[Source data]
◆ ◆ ◆ ◆ ◆

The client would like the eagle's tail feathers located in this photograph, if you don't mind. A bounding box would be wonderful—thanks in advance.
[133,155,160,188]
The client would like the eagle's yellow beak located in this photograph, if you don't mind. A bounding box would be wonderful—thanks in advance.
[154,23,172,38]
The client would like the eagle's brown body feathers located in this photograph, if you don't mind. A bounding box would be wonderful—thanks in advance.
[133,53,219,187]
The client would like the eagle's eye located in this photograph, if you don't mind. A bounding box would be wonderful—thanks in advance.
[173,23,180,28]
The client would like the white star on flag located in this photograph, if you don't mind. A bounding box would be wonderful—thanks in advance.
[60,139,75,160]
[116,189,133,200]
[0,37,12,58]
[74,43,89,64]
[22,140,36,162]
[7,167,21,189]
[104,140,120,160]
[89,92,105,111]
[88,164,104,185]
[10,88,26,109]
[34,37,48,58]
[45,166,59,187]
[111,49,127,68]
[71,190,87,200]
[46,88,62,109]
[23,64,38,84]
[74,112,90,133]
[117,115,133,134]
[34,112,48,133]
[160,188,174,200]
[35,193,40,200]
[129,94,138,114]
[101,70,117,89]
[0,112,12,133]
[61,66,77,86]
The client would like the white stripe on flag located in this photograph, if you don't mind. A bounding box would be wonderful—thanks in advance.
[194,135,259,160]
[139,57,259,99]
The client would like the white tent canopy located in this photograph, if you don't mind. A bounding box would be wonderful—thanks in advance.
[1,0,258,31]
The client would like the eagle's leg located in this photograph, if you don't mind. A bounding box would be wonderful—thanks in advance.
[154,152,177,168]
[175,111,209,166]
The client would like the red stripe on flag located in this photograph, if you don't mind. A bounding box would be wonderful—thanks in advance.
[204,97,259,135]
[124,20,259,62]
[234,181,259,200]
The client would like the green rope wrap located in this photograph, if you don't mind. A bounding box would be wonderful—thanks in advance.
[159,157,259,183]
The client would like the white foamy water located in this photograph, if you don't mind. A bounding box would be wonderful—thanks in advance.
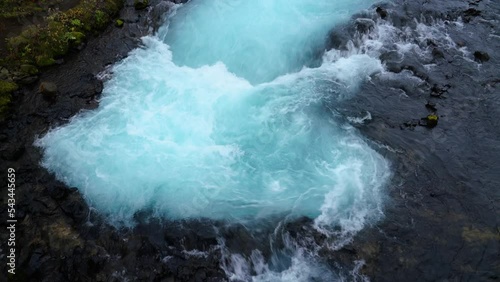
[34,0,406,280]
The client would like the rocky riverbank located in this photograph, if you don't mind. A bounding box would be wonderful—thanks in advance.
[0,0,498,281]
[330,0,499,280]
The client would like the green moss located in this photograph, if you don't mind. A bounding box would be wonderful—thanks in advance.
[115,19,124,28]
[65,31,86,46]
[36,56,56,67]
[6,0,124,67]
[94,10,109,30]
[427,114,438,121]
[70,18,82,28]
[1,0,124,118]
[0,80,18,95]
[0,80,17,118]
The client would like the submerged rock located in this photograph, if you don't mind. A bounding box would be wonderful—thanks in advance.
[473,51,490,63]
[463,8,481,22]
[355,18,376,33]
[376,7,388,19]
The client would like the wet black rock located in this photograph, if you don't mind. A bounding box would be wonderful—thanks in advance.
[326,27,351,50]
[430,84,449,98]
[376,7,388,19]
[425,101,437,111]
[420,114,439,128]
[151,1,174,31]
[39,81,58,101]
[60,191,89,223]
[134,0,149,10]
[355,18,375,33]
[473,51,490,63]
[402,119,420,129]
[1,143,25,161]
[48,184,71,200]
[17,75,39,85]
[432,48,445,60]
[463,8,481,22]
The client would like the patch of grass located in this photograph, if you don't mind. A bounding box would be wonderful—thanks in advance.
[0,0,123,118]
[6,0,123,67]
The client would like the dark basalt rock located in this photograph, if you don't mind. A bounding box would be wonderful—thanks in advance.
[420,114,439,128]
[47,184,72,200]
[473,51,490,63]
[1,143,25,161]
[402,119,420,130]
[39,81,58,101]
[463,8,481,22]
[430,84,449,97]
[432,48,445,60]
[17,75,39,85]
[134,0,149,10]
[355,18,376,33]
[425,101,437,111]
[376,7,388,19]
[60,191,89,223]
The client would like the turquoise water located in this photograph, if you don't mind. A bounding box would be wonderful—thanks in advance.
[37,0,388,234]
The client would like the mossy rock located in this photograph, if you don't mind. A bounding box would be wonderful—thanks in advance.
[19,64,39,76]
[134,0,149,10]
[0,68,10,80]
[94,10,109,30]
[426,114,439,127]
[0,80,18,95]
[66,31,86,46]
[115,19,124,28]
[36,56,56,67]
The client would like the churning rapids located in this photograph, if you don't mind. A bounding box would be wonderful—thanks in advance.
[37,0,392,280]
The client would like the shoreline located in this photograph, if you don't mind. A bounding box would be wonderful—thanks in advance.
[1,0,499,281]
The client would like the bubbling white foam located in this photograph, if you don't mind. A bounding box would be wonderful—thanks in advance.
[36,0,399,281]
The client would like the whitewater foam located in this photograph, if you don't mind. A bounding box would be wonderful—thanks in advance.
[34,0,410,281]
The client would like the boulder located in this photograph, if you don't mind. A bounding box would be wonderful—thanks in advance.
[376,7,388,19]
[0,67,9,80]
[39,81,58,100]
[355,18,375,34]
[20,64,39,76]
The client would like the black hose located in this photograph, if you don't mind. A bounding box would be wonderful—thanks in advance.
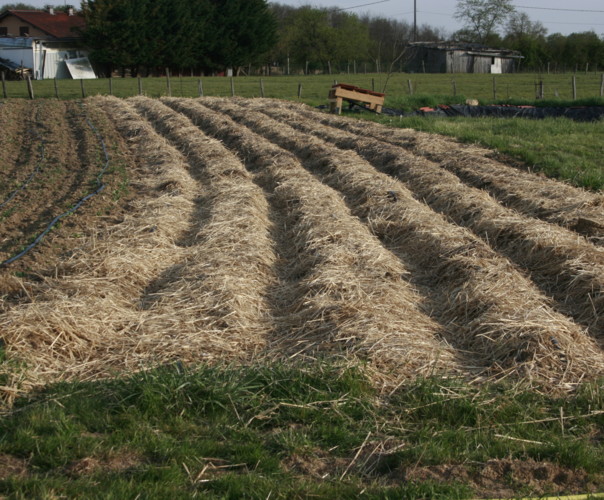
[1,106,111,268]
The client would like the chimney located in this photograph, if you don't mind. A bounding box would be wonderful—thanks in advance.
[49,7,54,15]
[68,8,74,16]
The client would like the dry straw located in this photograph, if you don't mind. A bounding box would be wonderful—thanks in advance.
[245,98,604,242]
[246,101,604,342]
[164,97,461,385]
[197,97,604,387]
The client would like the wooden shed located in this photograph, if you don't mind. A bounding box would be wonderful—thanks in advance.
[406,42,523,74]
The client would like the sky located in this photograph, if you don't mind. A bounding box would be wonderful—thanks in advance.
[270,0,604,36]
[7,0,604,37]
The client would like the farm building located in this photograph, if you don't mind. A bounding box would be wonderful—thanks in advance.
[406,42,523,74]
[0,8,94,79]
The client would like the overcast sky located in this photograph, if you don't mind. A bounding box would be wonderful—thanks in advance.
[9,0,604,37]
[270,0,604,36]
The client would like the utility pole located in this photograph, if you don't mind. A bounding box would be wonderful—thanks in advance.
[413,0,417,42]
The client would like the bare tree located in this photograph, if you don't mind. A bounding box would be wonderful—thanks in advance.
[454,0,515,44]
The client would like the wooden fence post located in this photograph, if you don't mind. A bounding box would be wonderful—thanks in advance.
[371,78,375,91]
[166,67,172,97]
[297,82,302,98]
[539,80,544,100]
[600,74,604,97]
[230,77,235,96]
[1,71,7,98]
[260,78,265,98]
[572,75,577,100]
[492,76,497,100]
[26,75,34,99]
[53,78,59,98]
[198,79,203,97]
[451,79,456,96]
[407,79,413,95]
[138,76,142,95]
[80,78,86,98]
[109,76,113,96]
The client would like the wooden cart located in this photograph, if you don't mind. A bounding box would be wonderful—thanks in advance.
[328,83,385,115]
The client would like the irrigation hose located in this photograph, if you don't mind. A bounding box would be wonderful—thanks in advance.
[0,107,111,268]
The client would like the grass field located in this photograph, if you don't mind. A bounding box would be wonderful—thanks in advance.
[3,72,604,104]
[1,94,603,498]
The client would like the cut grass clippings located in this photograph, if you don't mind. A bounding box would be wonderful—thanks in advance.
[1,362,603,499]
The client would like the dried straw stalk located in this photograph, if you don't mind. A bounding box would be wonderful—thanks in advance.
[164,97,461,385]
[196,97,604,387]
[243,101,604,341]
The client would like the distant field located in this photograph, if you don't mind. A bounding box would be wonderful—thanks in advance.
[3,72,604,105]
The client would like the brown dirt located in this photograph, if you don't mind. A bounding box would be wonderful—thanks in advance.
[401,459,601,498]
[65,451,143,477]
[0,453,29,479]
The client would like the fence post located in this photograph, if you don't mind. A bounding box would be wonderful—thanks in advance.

◆ ◆ ◆ ◆ ◆

> _Task brief_
Without the pictures, extract every entry verbatim.

> _Worked solution_
The client would like the eagle's tail feathers located in this photograph, if you don't mind. A bounding box would be wonderful—thanks in advance.
[133,155,160,188]
The client would like the eagle's yellow beak located in this photograph, if you don't mind. A bounding box would be wonderful—thanks in advance.
[154,23,172,38]
The client would like the eagle's brown body feathers located in this photograph, if you don't mind. A bounding box would be wonderful—thanks in advance.
[133,53,219,187]
The client would like the eagle's eye located in this photograph, if you don't mind. A bounding box would be wonderful—thanks in advance.
[173,23,180,28]
The client would like the white star on flag located in this photograph, if you don't mind. A bounding box would be wonderful—thanks in advance.
[60,139,75,160]
[116,189,133,200]
[0,37,12,58]
[74,43,89,64]
[22,140,36,162]
[7,167,21,189]
[104,140,120,160]
[89,92,105,111]
[88,164,104,185]
[10,88,26,109]
[34,37,48,58]
[45,166,59,187]
[111,49,127,68]
[71,190,87,200]
[46,88,62,109]
[23,64,38,84]
[74,112,90,133]
[117,115,133,134]
[34,112,48,133]
[160,188,174,200]
[35,193,40,200]
[129,94,138,114]
[101,70,117,89]
[0,112,12,133]
[61,66,77,86]
The client would like the white stripe on flag located in this photograph, if you don't mind. A bounding box would be wonderful—thanks in advance.
[194,135,259,160]
[139,57,259,99]
The client would like the white tent canopy located in this photograph, if you don't mind. A bounding box would be wonderful—thanks in advance.
[1,0,258,31]
The client would like the eagle's leg located in this photograph, if you don't mind. A bounding box would be wonderful—thanks in advance.
[154,152,177,168]
[175,111,209,166]
The client would like the red stripe on flag located in this photograph, if you don't mind. A bounding box would be wonderful—thanks in advance.
[204,97,259,135]
[124,20,259,62]
[234,181,259,200]
The client would like the green rope wrap located in this photograph, if you don't mind. A bounding box would be wonderful—thanks in advance.
[159,157,259,183]
The client would like the white foamy water located in this photograph, if you don't mind. A bounding box would be wonderful—thanks in advance.
[34,0,406,280]
The client would like the rocky riverbank located in this photograph, if you don't mind. A bounding box would be wonderful—thanks in advance.
[0,0,498,281]
[330,0,499,280]
The client would like the green moss located in this photograph, if you don't mind. A bounding box would be wonderful—thanks in advance.
[115,19,124,28]
[65,31,86,46]
[36,56,56,67]
[6,0,124,67]
[94,10,109,30]
[427,114,438,121]
[70,18,82,28]
[1,0,124,118]
[0,80,18,95]
[0,80,17,118]
The client would like the submerged rock located in this photograph, if you don't mind. A bounding box would be wonderful—thanks in advance.
[473,51,490,63]
[463,8,481,22]
[355,18,376,33]
[376,7,388,19]
The client would like the wet black rock located in this photograph, if you don't mind. A bounding box would be wonderful—thanks in advance.
[326,27,351,50]
[430,84,449,98]
[376,7,388,19]
[425,101,437,111]
[420,114,439,128]
[151,1,174,31]
[39,81,58,101]
[60,191,89,223]
[134,0,149,10]
[355,18,375,33]
[473,51,490,63]
[402,119,420,129]
[1,143,25,161]
[48,184,71,200]
[17,75,39,85]
[432,48,445,60]
[463,8,481,22]
The client would like the patch of grass located in this photograph, if you don't mind. A bounding box would be wonderful—thanks in advance.
[0,0,123,118]
[6,0,123,67]
The client would like the dark basalt rock located in this photograph, if you don't mind. A bounding box would be wonderful—thanks in advance.
[420,114,439,128]
[47,184,72,200]
[473,51,490,63]
[1,143,25,161]
[402,119,420,130]
[39,81,58,101]
[463,8,481,22]
[430,84,449,97]
[432,48,445,60]
[17,75,39,85]
[134,0,149,10]
[355,18,376,33]
[425,101,437,111]
[376,7,388,19]
[60,191,89,223]
The client would like the turquoise water located in this photograph, if you don't mind. A bounding box would be wonderful—thanks in advance.
[37,0,388,234]
The client would like the mossy rock located in this photograph, if you don't mind. A bounding box would be wonderful—thanks in advance.
[19,64,39,76]
[134,0,149,10]
[0,68,10,80]
[94,10,109,30]
[426,114,439,127]
[0,80,18,95]
[66,31,86,46]
[115,19,124,28]
[36,56,56,67]
The client would like the churning rapids located in this photograph, if you don't mind. A bounding box would be wonderful—thanks in advance.
[37,0,392,280]
The client would like the shoreline located in this photograph, if you don't mind. A bounding box would be wonderful—thanks in advance.
[1,0,499,281]
The client would like the bubbling white foam located in this photograph, if you don't mind. A bounding box would be wonderful—thanks in advance.
[36,0,399,281]
The client would like the whitewater foam located in this photograph, if you don't mind. A bounding box would be wonderful—thanks in advance.
[34,0,410,281]
The client would like the boulder located in this photograph, if you don't mind. A bounding box would be wonderful—thanks in advance.
[376,7,388,19]
[0,67,9,80]
[39,81,58,100]
[355,18,375,34]
[20,64,39,76]
The client would like the black hose located in this photograph, if you don't mind. A bounding box would be wonderful—thanks in advance.
[1,106,111,268]
The client would like the chimney located in this photograph, if you don't mind. A bounding box would be wonderful—thanks in advance.
[49,7,54,15]
[68,8,74,16]
The client would like the dry straw located in this photograph, if you don't mind. A bounding box would be wonderful—thanks in advance.
[245,98,604,242]
[246,101,604,342]
[164,97,461,385]
[197,97,604,387]
The client would like the wooden shed located in this photograph, if you don't mind. A bounding box would be wonderful—thanks in advance.
[406,42,523,74]
The client would like the sky located in this photograph, if you don't mind. A bounding box would be wonderful—thanks in advance.
[270,0,604,36]
[7,0,604,37]
The client would like the farm building located in this photograph, if you don't mind. A bounding box would be wonderful—thanks in advance.
[406,42,523,74]
[0,8,94,79]
The client would like the overcast sky located in this photograph, if you don't mind. A bounding box would be wonderful—thanks in advance.
[9,0,604,37]
[270,0,604,36]
The client would like the utility pole located in this photograph, if you don't mind. A bounding box would be wonderful—thanks in advance.
[413,0,417,42]
The client would like the bare tree located in this photograph, if you don't mind. A bounding box would be wonderful—thanks in advance.
[454,0,515,44]
The client would like the wooden fence post located in this photograph, if you don't mind. A bounding box would be wonderful—thanks in advance.
[371,78,375,91]
[166,67,172,97]
[297,82,302,98]
[539,80,544,100]
[600,74,604,97]
[230,77,235,96]
[1,71,7,98]
[260,78,265,98]
[572,75,577,100]
[492,76,497,100]
[26,75,34,99]
[53,78,59,98]
[198,79,203,97]
[451,79,456,96]
[407,79,413,95]
[138,76,142,95]
[80,78,86,98]
[109,76,113,96]
The client would like the wooden cart located in this photograph, if you don't mind. A bounding box would be wonderful—thanks in advance.
[328,83,385,115]
The client would like the irrigation hose located in this photograph, if you don't mind. A bounding box would be wonderful—thanks in advance.
[0,107,111,268]
The client would like the grass field located in this photograph, if you don't mind. A bounding box would be wonderful—thanks in advance.
[3,72,604,104]
[1,94,603,498]
The client would like the cut grass clippings located in this photograph, if you don't mind. A bounding box would be wonderful—thanks in advance.
[1,362,603,499]
The client would like the dried straw stalk located in this photograph, if you don't mind. A bounding box would be wonderful—thanks in advance.
[164,97,461,385]
[196,97,604,387]
[243,101,604,341]
The client would like the distant field located in this photograph, if you don't mind. A bounding box would be wonderful—thanks in advance.
[3,72,604,105]
The client would like the brown dirt located in this photograph, if you don't mind. A bounding box would be wonderful—thanks in advance.
[401,459,601,498]
[65,451,143,477]
[0,453,29,479]
The client would like the fence post located in this photograph, if you don't mind. A bounding box would be wonderful—thanks in advance.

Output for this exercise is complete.